Data to use:
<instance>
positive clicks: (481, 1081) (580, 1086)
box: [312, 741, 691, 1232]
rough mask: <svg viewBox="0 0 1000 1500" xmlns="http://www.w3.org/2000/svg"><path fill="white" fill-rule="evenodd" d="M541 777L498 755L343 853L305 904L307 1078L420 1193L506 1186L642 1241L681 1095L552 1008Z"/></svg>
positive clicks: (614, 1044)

Task: Copy the item above word for word.

Answer section:
<instance>
positive clicks: (481, 1081) (580, 1086)
box: [312, 741, 691, 1232]
rough mask: <svg viewBox="0 0 1000 1500" xmlns="http://www.w3.org/2000/svg"><path fill="white" fill-rule="evenodd" d="M541 777L498 755L343 853L305 904L307 1078L420 1193L506 1186L642 1241L681 1095L552 1008Z"/></svg>
positive clicks: (614, 1044)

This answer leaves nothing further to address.